- _Task details_:
In the blog post about the 1950s, what share of GDP does the writer say was "100% wasted" on "anti-communism"?

- _Source extract_:
•••

Friday, August 29, 2014


29 August 2014
Having lived in parts of three half-centuries and 8 decades, I believe I am qualified to comment on this topic. Of the decades through which I have lived (starting with the '40s), the best (by far) was the 1950s. No other decade compares.

Don't get me wrong, there was a lot wrong with the '50s. Basically, everybody smoked, drinking to excess was widely accepted - as was drinking and driving, food quality in supermarkets was actually at a low ebb during that decade. There was a fascination with science and technology, and canned and processed foods, many with virtually all nutritional components removed, were staples of the diet. Previously unknown metabolic diseases were on the increase. Above-ground atomic testing was still going on, poisoning the air and soil. Worse still, racism and xenophobia abounded, and no less than 10% of GDP, possibly much more, was "100% wasted" on "anti-communism" (a problem which the communists themselves corrected by creating social and political structures that imploded). Paranoia was pervasive, and social and political norms were incredibly narrow.

•••

- _Listed records_:

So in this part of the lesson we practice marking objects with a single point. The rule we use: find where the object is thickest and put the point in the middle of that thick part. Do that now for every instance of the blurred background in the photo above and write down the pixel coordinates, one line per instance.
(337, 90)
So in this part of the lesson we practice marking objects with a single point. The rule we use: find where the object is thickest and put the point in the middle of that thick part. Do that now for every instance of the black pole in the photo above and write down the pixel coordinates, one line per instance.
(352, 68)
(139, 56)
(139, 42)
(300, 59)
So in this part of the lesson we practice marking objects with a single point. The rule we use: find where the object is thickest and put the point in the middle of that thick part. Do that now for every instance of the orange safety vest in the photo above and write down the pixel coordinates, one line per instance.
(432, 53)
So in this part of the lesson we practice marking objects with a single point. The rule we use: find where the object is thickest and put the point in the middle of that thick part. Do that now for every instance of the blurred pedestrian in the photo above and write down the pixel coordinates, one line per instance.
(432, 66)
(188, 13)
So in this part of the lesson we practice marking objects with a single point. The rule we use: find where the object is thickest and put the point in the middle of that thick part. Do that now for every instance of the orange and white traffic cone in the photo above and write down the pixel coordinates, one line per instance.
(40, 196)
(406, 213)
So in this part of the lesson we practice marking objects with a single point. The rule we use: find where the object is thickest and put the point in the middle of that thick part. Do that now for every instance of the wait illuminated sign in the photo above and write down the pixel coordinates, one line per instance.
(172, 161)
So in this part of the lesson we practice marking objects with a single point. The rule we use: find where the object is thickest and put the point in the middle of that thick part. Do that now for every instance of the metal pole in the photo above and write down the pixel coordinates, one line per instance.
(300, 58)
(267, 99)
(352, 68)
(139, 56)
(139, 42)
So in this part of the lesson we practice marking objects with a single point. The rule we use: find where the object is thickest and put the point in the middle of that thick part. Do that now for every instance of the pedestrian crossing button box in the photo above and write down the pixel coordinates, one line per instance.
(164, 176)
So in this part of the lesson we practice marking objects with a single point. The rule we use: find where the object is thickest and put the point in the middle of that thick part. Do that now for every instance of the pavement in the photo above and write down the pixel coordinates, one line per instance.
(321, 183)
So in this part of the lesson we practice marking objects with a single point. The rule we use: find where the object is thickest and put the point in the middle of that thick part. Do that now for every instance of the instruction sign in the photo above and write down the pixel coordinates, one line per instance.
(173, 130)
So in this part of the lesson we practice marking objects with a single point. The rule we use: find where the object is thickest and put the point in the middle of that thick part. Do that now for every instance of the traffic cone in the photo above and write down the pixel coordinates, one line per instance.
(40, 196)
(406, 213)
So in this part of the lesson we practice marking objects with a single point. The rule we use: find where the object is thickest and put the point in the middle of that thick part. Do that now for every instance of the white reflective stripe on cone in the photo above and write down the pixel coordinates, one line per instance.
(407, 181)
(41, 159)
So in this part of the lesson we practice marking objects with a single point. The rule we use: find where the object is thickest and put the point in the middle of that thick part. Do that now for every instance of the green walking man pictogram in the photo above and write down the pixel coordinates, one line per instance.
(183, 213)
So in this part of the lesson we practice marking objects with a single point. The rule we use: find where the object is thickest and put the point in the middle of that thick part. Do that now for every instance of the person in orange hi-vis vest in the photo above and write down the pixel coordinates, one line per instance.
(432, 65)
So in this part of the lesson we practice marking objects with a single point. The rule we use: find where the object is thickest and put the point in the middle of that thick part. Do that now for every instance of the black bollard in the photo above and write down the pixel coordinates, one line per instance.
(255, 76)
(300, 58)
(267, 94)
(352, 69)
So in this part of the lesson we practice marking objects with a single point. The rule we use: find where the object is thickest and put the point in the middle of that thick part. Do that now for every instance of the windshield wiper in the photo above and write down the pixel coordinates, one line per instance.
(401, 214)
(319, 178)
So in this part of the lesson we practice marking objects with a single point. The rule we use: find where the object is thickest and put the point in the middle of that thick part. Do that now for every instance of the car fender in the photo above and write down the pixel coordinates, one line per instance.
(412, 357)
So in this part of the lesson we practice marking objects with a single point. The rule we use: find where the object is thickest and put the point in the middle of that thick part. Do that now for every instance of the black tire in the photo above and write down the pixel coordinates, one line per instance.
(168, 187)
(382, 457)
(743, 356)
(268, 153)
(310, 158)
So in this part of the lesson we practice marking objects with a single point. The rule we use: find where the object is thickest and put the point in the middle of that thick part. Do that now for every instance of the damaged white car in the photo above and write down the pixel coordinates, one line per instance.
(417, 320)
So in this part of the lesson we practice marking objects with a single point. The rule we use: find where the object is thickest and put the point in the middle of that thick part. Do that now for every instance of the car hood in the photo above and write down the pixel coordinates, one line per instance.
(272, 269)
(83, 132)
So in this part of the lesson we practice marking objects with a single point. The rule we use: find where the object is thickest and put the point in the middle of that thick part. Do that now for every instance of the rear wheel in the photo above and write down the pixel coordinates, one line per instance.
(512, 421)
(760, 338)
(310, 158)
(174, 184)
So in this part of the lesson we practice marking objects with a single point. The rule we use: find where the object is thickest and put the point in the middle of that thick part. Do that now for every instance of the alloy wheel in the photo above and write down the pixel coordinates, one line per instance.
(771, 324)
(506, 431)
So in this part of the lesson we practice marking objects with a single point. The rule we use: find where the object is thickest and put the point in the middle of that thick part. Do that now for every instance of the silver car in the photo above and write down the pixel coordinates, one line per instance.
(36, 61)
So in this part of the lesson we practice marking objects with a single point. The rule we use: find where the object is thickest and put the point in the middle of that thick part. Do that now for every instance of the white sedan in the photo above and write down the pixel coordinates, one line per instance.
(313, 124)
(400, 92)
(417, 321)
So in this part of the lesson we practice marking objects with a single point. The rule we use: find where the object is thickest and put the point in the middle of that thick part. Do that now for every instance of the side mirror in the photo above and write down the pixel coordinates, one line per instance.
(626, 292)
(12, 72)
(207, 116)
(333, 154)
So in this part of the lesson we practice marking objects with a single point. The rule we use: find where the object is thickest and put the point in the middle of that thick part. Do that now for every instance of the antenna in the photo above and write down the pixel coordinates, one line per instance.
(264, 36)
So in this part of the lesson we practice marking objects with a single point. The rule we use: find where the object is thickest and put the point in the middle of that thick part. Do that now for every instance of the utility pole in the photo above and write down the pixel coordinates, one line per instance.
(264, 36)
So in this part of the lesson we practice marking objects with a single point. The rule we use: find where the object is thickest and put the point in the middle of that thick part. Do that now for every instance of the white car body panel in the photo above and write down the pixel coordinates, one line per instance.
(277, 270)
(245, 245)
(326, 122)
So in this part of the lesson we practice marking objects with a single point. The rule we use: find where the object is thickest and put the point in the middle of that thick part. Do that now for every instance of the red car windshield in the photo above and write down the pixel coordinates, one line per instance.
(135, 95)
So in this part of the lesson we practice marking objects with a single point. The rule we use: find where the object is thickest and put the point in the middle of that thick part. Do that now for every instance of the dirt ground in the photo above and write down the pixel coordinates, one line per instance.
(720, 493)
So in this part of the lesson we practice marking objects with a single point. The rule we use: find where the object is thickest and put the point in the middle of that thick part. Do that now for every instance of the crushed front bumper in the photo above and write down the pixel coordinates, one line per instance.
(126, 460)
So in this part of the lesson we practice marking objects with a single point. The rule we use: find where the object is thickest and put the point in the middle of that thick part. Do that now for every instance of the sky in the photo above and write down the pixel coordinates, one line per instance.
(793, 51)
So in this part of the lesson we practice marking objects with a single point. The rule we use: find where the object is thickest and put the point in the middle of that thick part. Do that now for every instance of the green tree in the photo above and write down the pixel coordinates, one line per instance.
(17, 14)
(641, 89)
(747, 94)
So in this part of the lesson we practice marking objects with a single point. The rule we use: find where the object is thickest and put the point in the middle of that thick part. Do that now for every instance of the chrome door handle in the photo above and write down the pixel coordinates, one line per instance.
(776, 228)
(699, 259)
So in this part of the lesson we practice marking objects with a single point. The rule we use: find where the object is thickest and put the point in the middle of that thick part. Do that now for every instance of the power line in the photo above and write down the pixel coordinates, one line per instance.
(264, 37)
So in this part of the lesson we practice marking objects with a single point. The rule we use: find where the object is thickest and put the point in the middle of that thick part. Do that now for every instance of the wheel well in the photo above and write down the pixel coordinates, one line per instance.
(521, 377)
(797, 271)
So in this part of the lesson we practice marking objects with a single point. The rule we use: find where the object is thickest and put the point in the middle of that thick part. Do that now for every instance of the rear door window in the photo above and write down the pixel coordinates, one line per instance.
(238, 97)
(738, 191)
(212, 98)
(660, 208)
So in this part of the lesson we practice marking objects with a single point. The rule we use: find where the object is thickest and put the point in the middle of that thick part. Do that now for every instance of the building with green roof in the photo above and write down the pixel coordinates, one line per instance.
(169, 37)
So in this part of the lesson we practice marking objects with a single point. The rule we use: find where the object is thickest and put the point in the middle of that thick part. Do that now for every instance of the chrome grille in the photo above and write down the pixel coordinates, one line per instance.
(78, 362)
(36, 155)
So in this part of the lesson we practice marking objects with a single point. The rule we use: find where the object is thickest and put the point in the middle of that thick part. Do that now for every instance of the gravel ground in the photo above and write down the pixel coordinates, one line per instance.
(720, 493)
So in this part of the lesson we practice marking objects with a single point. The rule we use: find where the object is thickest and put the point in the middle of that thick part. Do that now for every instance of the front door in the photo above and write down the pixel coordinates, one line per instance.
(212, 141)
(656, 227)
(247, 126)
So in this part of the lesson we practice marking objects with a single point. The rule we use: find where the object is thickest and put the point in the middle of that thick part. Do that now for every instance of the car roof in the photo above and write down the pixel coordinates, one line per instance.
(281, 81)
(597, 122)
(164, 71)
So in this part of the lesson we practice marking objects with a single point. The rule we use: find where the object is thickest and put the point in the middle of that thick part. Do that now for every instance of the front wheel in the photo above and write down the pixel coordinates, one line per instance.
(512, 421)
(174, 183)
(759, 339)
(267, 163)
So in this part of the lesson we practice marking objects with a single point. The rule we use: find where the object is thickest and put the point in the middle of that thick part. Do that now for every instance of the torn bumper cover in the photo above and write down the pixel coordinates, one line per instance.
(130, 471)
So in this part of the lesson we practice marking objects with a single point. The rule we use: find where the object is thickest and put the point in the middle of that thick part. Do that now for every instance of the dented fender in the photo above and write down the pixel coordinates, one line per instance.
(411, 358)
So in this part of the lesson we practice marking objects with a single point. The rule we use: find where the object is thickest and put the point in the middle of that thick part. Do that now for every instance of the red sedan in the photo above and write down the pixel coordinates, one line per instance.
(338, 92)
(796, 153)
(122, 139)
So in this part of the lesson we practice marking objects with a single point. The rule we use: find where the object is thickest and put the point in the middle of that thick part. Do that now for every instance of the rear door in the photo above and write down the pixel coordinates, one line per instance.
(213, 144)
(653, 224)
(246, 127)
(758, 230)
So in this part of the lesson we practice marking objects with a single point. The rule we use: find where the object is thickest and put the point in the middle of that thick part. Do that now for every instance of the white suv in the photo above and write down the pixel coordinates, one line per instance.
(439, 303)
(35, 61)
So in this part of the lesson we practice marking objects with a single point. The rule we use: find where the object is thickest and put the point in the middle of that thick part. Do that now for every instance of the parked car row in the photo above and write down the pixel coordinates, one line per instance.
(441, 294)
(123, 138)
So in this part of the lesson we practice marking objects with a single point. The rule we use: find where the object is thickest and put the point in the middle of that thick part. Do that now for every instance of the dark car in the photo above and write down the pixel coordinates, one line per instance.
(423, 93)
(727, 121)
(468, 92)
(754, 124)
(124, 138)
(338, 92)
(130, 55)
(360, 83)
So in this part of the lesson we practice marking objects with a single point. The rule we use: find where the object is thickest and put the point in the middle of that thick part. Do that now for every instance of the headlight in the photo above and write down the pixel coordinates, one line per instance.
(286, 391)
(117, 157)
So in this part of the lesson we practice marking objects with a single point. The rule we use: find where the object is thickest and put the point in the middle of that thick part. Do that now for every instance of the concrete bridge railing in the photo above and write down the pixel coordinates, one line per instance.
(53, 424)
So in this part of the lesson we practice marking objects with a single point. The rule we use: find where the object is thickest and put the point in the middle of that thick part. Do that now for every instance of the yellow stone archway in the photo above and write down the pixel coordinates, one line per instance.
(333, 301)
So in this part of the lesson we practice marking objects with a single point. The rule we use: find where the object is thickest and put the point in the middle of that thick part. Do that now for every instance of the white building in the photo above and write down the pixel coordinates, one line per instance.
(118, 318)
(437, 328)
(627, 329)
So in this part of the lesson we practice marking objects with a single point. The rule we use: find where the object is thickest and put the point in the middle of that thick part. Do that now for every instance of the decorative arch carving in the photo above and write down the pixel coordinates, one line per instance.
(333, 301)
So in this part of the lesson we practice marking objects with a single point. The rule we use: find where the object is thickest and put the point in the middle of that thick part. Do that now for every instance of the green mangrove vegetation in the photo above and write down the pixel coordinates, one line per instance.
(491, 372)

•••

- _Solved exercise_:
No less than 10% of GDP, possibly much more.